INFORMATION PROVIDED:
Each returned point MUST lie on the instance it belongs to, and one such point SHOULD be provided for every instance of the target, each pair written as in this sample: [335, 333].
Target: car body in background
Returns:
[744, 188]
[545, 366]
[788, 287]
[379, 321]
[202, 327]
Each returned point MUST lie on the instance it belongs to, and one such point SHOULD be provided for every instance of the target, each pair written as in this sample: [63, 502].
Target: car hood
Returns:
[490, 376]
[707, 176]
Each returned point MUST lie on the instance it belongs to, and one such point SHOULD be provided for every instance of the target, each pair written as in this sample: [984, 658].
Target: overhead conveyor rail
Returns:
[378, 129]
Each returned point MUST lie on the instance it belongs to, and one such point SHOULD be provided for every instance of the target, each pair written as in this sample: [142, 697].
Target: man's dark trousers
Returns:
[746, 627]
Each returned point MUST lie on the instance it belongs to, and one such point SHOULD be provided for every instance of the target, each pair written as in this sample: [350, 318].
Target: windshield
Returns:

TASK TO CARRY OUT: Copy all of the records above word for word, keeping every line and character unchanged.

FULL OUTPUT:
Each returned point MUST lie on the instance it belongs to, and one such point SHOULD be provided for every instance of the target, each pair written as in this sample: [335, 333].
Target: car body in background
Returns:
[744, 188]
[545, 366]
[788, 287]
[379, 321]
[202, 327]
Each returned point MUST lie on the instance it belongs to, and one such point SHOULD be provided for every instance of the target, each pair written as in this sample: [63, 502].
Target: car hood
Returns:
[490, 376]
[707, 176]
Each returned point MUST lie on the instance it belongs to, and one such point SHOULD be provided for every instance of the target, each pair written as in this sample: [984, 658].
Target: overhead conveyor rail
Returns:
[378, 129]
Each returned point MUST lie on the instance it belongs to, and one such point SHOULD be provided for every instance of the target, each pair written as in this sample: [142, 697].
Target: man's dark trousers
Returns:
[746, 627]
Each returned point MUST lie on the instance it belongs to, and one such point SHOULD be provided for every instance of the target, each pair written as in this sample: [350, 318].
Target: windshield
Returns:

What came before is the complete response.